**EXCERPTED TEXT:**
++++++++

1/3 unfinished decimal expansion.

[JT]

How is fraction 1/3 expressed in base 3, of course in base 10 it do
have unfinished decimalexpansion.
But has it really in base 3???
And this is where number zero gets interesting, because when you use
zero number 3 is expressed 10 in base 3 right?
But in a number system without 0 it should *undoubtly* be expressed a
single 3.
And number 6 be 13 number 9 be 23 do you people agree?
From this (may) also follow that 1/3 in such a number system would be
expressed .1 do you people agree?
And 0.999... would be expressed as 0.3 or.......?
I could easily adjust my base changer to this, and in this zeroless
number system 3+1/3 would be expressed 3,1
6+1/3 would be expressed 2,1
Now can you people see any benefits from my new bases without 0. It
seem that unfinished decimal expansion vanish in certain bases or?

++++++++

**PROBLEM:**
Could you please say how the forum post above writes 3+1/3 in its zeroless number system?

++++++++

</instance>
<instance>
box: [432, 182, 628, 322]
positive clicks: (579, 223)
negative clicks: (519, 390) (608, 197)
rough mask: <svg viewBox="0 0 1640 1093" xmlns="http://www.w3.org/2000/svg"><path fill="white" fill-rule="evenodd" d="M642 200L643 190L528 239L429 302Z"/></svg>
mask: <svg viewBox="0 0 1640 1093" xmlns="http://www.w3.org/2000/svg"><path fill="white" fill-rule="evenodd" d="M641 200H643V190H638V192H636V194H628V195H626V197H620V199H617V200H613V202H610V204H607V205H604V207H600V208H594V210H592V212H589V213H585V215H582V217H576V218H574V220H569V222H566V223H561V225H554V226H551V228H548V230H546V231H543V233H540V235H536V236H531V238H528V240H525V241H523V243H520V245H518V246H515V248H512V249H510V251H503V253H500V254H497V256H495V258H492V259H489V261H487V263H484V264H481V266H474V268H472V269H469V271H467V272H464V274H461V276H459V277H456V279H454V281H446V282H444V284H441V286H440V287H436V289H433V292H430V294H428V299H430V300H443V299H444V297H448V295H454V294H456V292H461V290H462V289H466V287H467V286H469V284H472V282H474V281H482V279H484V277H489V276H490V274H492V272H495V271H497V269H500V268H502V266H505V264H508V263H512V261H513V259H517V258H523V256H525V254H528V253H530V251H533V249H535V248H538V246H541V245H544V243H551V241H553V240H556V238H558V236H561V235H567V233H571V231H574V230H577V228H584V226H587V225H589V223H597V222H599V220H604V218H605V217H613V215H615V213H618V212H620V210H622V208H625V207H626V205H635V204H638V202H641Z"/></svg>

++++++++

**WRITTEN ANSWER:**
3,1